#### Okunacak metin:
● ● ● ● ● ● ●
Eurasiareview: Türkiye olmadan Batı'nın hiçbir stratejisi somut sonuç elde edemez - M5 Dergi
DünyaÖne Çıkan

Eurasiareview: Türkiye olmadan Batı’nın hiçbir stratejisi somut sonuç elde edemez

Abone Ol 

Rusya’nın Ukrayna’yı işgalinin ortasında, Ankara’nın dış politikası büyük değişikliklere uğruyor. Batı’nın bölgede sahip olduğu en değerli müttefik olarak, Türkiye’nin desteği olmadan hiçbir Batı stratejisi uzun vadede Rusya’yı durdurmakta somut sonuçlar elde edemeyecek.

Eurasiareview’de yayımlanan analiz M5 tarafından çevrilmiştir.

Türkiye’nin Karadeniz bölgesindeki dış politikası değişim içinde. Aslında bu süreç, Rusya’nın bu Şubat ayında Ukrayna’ya yönelik saldırganlığıyla veya Rusya’nın 2020 savaşı sonucunda Dağlık Karabağ’a barış gücü gönderme kararıyla başlamadı. Aksine bu olaylar, 2000’lerde Rusya’nın Gürcistan’ı işgal etmesiyle başlayan ve ardından dikkatini yavaş yavaş Ukrayna’ya çevirerek Kırım’ın ilhakıyla sonuçlanan gelişmelerle başladı.

Ankara, gelişen olaylar karşısında aşırı tepki vermemeye, ayrıca Rusya’ya da aşırı güvenmemeye özen gösteriyor. Daha net bir tabirle dengeleme politikası yürütüyor.
● ● ● ● ● ● ●
#### Sağlanan veriler:

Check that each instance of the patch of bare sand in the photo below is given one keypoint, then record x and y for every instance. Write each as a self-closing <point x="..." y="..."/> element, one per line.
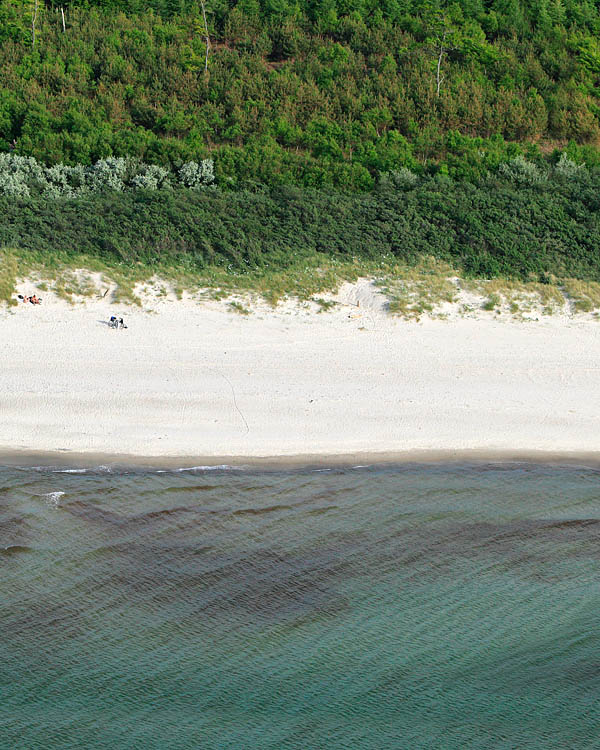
<point x="195" y="377"/>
● ● ● ● ● ● ●
#### Görev listesi:
[1] Okunacak metinde "Rusya’nın Ukrayna’yı işgalinin" sözleriyle başlayıp "sonuçlanan gelişmelerle başladı." sözleriyle biten bölümü, "Karadeniz" ifadesini "Doğu Akdeniz" ile değiştirerek yeniden yazın.
[2] Okunacak metne göre aşağıdaki soruları yanıtlayın:
(a) Analiz hangi sitede yayımlanmış ve kim tarafından çevrilmiştir?
(b) Rusya, 2020 savaşı sonucunda ne yapmaya karar vermiştir?
(c) Ankara'nın yürüttüğü politika daha net bir tabirle nasıl adlandırılıyor?
Listeye bu çalışmada ihtiyaç yoktur.

#### Görevlere göre yanıtlar:
[1]
Rusya’nın Ukrayna’yı işgalinin ortasında, Ankara’nın dış politikası büyük değişikliklere uğruyor. Batı’nın bölgede sahip olduğu en değerli müttefik olarak, Türkiye’nin desteği olmadan hiçbir Batı stratejisi uzun vadede Rusya’yı durdurmakta somut sonuçlar elde edemeyecek.

Eurasiareview’de yayımlanan analiz M5 tarafından çevrilmiştir.

Türkiye’nin Doğu Akdeniz bölgesindeki dış politikası değişim içinde. Aslında bu süreç, Rusya’nın bu Şubat ayında Ukrayna’ya yönelik saldırganlığıyla veya Rusya’nın 2020 savaşı sonucunda Dağlık Karabağ’a barış gücü gönderme kararıyla başlamadı. Aksine bu olaylar, 2000’lerde Rusya’nın Gürcistan’ı işgal etmesiyle başlayan ve ardından dikkatini yavaş yavaş Ukrayna’ya çevirerek Kırım’ın ilhakıyla sonuçlanan gelişmelerle başladı.

[2]
(a) Eurasiareview'de yayımlanmış ve M5 tarafından çevrilmiştir.
(b) Dağlık Karabağ'a barış gücü göndermeye karar vermiştir.
(c) Dengeleme politikası.